EXERCISE BRIEF » Each line from the one that contains "Where can the gray" down to the last line of the material should be retyped exactly as it stands.
*** SOURCE DATA Section Begins ***
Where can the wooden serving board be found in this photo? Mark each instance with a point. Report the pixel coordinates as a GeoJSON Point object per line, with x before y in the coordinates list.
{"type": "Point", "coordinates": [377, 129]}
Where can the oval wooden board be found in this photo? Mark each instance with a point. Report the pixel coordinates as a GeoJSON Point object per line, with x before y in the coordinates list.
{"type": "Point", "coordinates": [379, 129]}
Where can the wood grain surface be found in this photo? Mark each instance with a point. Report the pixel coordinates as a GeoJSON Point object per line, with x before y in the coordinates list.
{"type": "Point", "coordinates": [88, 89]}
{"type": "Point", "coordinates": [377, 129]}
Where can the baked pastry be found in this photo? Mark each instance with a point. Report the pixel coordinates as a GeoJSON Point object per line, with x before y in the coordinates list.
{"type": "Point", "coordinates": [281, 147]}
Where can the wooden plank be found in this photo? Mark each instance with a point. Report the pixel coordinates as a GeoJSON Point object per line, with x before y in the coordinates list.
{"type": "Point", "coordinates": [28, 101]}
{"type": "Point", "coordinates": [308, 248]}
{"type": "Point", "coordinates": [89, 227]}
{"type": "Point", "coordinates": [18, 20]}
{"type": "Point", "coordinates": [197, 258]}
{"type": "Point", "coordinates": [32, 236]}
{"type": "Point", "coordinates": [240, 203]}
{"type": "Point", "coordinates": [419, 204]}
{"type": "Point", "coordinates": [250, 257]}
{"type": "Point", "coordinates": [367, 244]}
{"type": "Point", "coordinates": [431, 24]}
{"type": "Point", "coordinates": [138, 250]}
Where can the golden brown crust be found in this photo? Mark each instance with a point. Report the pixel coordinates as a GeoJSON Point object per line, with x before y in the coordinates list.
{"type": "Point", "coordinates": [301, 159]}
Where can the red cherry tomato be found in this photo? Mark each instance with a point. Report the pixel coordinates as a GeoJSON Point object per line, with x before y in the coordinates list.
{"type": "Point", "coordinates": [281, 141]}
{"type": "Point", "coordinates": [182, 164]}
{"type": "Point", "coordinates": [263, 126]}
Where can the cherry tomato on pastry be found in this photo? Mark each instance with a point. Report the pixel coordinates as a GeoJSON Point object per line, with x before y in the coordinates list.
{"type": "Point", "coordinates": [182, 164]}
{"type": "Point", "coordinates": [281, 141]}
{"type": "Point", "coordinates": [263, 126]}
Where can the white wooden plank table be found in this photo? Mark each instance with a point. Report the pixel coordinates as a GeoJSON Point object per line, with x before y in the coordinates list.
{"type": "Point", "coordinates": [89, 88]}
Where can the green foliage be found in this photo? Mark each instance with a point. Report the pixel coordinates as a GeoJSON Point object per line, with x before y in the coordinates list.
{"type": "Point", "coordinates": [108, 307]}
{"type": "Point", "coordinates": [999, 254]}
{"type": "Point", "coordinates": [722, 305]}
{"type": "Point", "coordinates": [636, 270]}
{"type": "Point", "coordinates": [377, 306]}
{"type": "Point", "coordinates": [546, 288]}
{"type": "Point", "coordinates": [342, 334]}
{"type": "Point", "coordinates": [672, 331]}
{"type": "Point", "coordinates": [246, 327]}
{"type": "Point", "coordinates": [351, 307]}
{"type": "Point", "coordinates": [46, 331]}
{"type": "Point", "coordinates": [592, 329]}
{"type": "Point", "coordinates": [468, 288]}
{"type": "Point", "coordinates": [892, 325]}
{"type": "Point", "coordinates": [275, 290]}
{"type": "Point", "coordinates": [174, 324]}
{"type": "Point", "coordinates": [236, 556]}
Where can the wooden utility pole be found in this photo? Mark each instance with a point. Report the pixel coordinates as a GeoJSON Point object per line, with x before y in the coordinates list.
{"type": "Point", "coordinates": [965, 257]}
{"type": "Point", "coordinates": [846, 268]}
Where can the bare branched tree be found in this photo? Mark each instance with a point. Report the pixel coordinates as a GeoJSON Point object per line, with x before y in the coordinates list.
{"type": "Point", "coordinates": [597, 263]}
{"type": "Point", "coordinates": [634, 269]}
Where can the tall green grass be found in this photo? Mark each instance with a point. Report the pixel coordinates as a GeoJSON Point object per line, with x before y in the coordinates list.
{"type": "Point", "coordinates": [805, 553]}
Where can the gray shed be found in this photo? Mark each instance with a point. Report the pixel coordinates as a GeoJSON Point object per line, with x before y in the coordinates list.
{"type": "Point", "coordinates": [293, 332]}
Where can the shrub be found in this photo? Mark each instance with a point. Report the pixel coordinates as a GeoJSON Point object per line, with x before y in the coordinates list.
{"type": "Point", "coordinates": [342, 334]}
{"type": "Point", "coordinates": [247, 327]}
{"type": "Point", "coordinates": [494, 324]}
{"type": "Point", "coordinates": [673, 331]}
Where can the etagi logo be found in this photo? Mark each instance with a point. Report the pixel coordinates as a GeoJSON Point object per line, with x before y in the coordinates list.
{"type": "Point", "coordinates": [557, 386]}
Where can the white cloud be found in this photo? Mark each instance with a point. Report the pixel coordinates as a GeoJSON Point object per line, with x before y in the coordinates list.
*** SOURCE DATA Section Ends ***
ANSWER BOX »
Where can the gray shed be found in this photo? Mark each instance with a point. Report the pixel coordinates as a GeoJSON Point object per line, with x before y in the coordinates list.
{"type": "Point", "coordinates": [293, 332]}
Where can the shrub be found in this photo? Mark each instance with a point. Report the pixel coordinates as a GeoJSON Point object per line, with x before y in the coordinates list.
{"type": "Point", "coordinates": [342, 334]}
{"type": "Point", "coordinates": [247, 327]}
{"type": "Point", "coordinates": [494, 324]}
{"type": "Point", "coordinates": [673, 331]}
Where can the etagi logo be found in this photo? Mark each instance with a point. Report the pixel coordinates as a GeoJSON Point object per line, with x before y in the coordinates list.
{"type": "Point", "coordinates": [557, 386]}
Where can the white cloud be found in this photo? Mark each instance with a point. Report the pixel coordinates as a GeoJSON Point object per line, with x before y in the coordinates list.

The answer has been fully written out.